STATED TASK A
Pull out each line in the records that contains the string "blue", treating uppercase and lowercase as different.

EXTRACT TO READ
Americans continue to hold Saddam — in Qatar, not in Iraq — and Americans ran the court in which Saddam appeared. American soldiers in plain clothes were the “civilians” in the court. American officials censored the tapes of the hearing, lied about the judge’s wish to record the sound of the trial, and marked the videotapes “cleared by US military”; three US officers later confiscated all the original tapes of the trial. “The last time that happened to me,” one of the reporters involved said afterward, “was when the Iraqi government took my tapes in Basra during the 1991 Gulf War.”

But it’s not just the crude handling of the start of Saddam’s show trial — where he had, of course, no defense counsel. For if he is ever to be given a fair trial in the future, the “muting” of the tapes last week will have set an important precedent. For he can now be “silenced” again — if, for example, he deviates from the script and starts telling the court about his close association with the US rather than his non-existent contacts with Al-Qaeda.

But America’s occupation continues in many other ways. Its 146,000 soldiers are still all too much in evidence in Iraq, its tanks guarding the walls of the US “embassy”, its armor littered throughout Baghdad, its convoys humming — and sometimes exploding — along the highways outside the city. The “new” and “sovereign” government cannot order it to leave. Bremer’s raft of reconstruction contracts to US companies ensures that American firms continue to cream off Iraq’s money, described quite accurately by Naomi Klein in The Nation as “multibillion robbery”. And Bremer managed to institute a set of laws that the “new” and “sovereign” government is not permitted to change.

One of the most insidious was the re-introduction of Saddam’s 1984 law banning all strikes. This piece of folly was intended to muzzle the so-called Federation of Iraqi Trade Unions. Yet the trade unions are among the few secular groups in Iraq opposing religious orthodoxy and fundamentalism. A strong trade union movement could provide a vital base of political and democratic power in a new Iraq. But no, Bremer preferred to protect big business.

THE DATA
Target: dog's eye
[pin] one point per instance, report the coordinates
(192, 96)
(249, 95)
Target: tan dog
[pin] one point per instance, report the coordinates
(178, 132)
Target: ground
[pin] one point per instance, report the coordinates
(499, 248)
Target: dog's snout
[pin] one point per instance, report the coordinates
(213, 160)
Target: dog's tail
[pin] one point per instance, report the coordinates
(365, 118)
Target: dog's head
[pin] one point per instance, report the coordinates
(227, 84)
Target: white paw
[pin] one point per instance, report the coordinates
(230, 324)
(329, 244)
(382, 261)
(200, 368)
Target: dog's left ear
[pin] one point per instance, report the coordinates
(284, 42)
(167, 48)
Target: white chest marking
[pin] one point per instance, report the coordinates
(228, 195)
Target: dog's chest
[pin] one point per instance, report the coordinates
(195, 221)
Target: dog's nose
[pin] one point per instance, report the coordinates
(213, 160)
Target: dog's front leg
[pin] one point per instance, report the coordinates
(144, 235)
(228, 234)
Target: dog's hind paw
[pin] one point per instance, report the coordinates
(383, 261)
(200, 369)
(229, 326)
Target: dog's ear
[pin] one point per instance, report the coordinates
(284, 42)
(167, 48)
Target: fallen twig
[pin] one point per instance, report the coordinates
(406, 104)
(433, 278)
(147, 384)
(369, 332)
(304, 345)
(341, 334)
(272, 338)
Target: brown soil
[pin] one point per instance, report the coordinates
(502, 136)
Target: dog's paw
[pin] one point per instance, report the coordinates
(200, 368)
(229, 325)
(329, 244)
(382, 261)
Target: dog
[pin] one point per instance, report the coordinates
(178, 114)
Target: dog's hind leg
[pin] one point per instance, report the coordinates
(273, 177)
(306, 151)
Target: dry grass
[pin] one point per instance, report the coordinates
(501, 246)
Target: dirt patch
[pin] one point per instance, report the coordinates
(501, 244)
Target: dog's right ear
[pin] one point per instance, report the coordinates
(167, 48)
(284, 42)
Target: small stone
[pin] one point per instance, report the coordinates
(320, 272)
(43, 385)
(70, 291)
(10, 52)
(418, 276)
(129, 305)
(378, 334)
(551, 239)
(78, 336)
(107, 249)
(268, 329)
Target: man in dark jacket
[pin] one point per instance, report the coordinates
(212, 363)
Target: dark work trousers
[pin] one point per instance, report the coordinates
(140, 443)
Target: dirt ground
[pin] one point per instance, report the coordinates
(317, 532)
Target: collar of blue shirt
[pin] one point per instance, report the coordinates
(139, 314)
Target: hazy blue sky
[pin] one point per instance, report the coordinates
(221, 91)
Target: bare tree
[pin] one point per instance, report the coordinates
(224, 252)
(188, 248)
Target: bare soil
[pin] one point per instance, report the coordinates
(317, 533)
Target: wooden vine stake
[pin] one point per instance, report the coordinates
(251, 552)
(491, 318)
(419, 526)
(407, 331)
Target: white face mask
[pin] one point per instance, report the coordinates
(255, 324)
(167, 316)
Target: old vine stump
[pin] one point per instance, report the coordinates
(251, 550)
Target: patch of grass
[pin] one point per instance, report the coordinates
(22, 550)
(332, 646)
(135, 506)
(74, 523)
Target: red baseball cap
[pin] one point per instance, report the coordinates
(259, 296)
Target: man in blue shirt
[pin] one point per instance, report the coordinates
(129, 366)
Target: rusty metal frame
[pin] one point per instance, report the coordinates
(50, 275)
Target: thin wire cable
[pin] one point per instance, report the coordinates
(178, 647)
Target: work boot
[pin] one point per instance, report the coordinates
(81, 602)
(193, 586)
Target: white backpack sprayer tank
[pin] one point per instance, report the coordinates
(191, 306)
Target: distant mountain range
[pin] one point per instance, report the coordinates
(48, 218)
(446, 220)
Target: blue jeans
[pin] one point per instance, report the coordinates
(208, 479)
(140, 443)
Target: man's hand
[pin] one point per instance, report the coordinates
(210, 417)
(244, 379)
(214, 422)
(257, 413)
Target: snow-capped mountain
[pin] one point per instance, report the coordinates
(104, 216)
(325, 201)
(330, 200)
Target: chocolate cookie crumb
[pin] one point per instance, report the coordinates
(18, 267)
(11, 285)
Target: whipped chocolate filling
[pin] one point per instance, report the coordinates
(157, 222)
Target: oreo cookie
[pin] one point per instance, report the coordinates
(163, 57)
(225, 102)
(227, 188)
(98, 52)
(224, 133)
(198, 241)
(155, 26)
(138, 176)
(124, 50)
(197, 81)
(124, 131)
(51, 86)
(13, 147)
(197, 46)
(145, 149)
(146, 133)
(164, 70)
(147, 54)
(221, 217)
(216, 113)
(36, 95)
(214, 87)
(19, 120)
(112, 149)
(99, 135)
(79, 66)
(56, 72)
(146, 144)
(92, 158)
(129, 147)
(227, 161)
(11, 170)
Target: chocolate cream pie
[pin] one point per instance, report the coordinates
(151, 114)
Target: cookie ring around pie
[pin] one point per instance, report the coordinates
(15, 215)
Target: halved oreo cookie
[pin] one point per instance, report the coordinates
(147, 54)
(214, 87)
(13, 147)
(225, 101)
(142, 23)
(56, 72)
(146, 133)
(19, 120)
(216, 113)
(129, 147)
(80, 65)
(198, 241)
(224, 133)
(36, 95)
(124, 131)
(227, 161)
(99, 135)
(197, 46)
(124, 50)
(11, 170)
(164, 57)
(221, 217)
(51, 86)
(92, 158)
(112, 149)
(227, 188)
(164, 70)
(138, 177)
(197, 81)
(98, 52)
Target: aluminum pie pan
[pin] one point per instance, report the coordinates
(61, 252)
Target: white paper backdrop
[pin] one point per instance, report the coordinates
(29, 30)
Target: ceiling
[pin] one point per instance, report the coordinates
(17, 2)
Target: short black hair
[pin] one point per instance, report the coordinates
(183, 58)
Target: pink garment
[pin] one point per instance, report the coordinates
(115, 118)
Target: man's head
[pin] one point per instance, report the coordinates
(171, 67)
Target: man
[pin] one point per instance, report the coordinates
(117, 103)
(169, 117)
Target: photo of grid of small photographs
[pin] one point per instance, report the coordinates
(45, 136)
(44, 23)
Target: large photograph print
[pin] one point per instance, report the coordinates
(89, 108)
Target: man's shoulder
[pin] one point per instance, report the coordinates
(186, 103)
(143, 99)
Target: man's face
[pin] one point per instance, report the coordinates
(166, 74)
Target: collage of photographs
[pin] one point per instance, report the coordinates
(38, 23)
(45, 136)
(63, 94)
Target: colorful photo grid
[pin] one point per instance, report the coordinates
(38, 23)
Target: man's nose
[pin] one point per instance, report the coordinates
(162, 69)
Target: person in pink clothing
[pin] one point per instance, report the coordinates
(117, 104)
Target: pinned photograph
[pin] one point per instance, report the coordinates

STATED TASK B
From the piece on the American occupation of Iraq, extract verbatim everything from "One of the most" down to "protect big business.".

CORRECT RESPONSE A
Target: collar of blue shirt
Target: hazy blue sky
Target: man in blue shirt
Target: blue jeans

CORRECT RESPONSE B
One of the most insidious was the re-introduction of Saddam’s 1984 law banning all strikes. This piece of folly was intended to muzzle the so-called Federation of Iraqi Trade Unions. Yet the trade unions are among the few secular groups in Iraq opposing religious orthodoxy and fundamentalism. A strong trade union movement could provide a vital base of political and democratic power in a new Iraq. But no, Bremer preferred to protect big business.